> What you need to do
1: In the comfrey passage below, which two plants are named as being in the same family as comfrey?
2: Write the next part of the comfrey passage below, starting right after its last sentence.

(Exercise passage begins)

Finding a perennial plant that is both useful and beautiful is such a treat. An herb that’s been in use for as long as comfrey—since 400 B.C.—is bound to have multiple uses. It wouldn’t have been continually cultivated for so long otherwise.

Comfrey is in the same family as borage and forget-me-nots. It shares similar-looking white to blue-purple blossoms and leaves covered in rough hairs. Comfrey is versatile, and you probably know it for its use in holistic medicine. Its internal use is a bit controversial, as the U.S. Food and Drug Administration has issued warnings about comfrey’s pyrrolizidine alkaloid content, which can cause liver damage at high doses, but you’ll find herbalists recommending its limited use as a tea as well as in topical applications.

Outside of traditional medicines, comfrey is a useful herb for the farm, too. It grows quickly in plant hardiness zones 3 through 9 and produces leaves from spring through your first freeze, so you have a ready comfrey supply for much of the year. Here’s how you can put its abundant supply to use on your farm.

(Exercise passage ends)
(Data under study begins)

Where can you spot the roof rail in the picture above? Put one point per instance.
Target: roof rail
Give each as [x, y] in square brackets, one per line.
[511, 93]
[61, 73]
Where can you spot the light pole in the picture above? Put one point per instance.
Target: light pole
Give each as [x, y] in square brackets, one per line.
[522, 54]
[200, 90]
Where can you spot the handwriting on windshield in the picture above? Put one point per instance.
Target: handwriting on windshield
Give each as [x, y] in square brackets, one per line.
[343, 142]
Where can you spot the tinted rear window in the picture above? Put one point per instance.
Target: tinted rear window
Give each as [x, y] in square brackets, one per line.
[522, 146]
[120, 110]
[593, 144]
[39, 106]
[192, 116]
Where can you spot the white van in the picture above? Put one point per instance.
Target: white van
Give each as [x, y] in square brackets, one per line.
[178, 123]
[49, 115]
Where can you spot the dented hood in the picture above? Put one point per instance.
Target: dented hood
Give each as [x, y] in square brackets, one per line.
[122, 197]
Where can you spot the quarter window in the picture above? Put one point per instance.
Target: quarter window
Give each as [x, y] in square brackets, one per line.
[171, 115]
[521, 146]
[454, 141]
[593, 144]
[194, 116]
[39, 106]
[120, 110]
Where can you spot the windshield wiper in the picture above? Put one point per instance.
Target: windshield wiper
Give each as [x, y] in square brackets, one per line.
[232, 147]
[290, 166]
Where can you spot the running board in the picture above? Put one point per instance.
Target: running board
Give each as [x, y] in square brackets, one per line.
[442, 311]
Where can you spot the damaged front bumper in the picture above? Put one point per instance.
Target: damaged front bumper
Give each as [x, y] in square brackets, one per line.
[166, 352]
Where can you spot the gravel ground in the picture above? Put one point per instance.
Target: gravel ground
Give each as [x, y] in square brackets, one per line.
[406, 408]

(Data under study ends)

> Answer list
1: Borage and forget-me-nots.

2:
1. Comfrey Mulch

Comfrey has tuberous roots that travel deep into the soil, accessing nutrients that many other plants’ roots cannot. It pulls these nutrients—including nitrogen, potassium, phosphorus and calcium—into its leaves. As the cut leaves of comfrey decompose, these nutrients remain in the upper levels of the soil, making them more accessible to other plants.

Make It Happen

Cut comfrey leaves throughout the year, and place the whole leaf over your planting bed. Comfrey leaves can grow quite large, and in addition to helping add nutrients to your soil when used as mulch, will help to shade out weed seeds.

Also Know

Comfrey makes a good chop-and-drop plant. You can cut off leaves throughout the year and mulch around a tree or other plants in the area. The leaves will grow back quickly, but be aware that it’s only the leaves you’re using. Comfrey roots are extremely prolific, and root pieces will take hold and start growing—comfrey is difficult to get rid of once it roots.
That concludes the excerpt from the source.